# Data for the task:

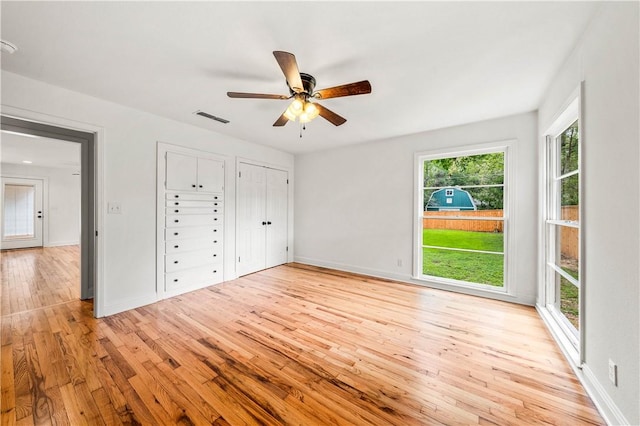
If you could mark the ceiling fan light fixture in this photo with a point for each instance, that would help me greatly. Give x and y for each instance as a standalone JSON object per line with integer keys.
{"x": 311, "y": 110}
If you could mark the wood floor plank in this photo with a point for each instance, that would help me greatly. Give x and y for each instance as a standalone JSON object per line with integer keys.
{"x": 290, "y": 345}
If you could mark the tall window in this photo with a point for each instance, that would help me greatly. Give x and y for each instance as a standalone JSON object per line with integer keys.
{"x": 462, "y": 214}
{"x": 563, "y": 281}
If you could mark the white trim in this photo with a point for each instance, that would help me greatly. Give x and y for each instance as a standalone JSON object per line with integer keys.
{"x": 474, "y": 290}
{"x": 599, "y": 396}
{"x": 63, "y": 243}
{"x": 508, "y": 147}
{"x": 570, "y": 111}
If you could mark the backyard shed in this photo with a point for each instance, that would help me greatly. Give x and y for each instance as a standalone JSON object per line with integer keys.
{"x": 450, "y": 199}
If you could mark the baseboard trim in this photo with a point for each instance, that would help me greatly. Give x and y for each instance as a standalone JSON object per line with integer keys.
{"x": 127, "y": 305}
{"x": 62, "y": 243}
{"x": 408, "y": 278}
{"x": 601, "y": 399}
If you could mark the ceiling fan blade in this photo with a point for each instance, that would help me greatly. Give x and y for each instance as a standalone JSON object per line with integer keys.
{"x": 281, "y": 121}
{"x": 255, "y": 95}
{"x": 330, "y": 116}
{"x": 359, "y": 88}
{"x": 289, "y": 66}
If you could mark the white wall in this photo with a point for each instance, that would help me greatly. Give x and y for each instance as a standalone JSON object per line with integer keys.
{"x": 354, "y": 205}
{"x": 127, "y": 174}
{"x": 62, "y": 211}
{"x": 607, "y": 59}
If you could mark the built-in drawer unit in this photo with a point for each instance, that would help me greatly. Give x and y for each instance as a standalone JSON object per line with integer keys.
{"x": 191, "y": 215}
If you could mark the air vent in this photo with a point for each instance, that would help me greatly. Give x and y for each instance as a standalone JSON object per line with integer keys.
{"x": 211, "y": 117}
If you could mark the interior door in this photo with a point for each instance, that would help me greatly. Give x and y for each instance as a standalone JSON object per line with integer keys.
{"x": 276, "y": 214}
{"x": 22, "y": 213}
{"x": 250, "y": 219}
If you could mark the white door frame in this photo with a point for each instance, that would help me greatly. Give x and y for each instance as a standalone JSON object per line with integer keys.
{"x": 90, "y": 137}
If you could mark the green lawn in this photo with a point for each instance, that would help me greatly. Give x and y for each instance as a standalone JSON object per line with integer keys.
{"x": 480, "y": 268}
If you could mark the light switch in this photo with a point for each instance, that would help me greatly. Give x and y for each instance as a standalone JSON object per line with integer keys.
{"x": 114, "y": 208}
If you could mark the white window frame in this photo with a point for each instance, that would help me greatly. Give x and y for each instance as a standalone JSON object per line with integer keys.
{"x": 571, "y": 343}
{"x": 508, "y": 148}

# What you have to do:
Copy the material from the line with "If you could mark the white window" through the end, changing "white window frame" to "window sash" and leaving everything else as it stands.

# Result for this exercise:
If you could mark the window sash in this photo with a point for each instance, that would help me greatly. Give x and y for each instance as a standalone JSON object per line with integer keys.
{"x": 571, "y": 343}
{"x": 508, "y": 148}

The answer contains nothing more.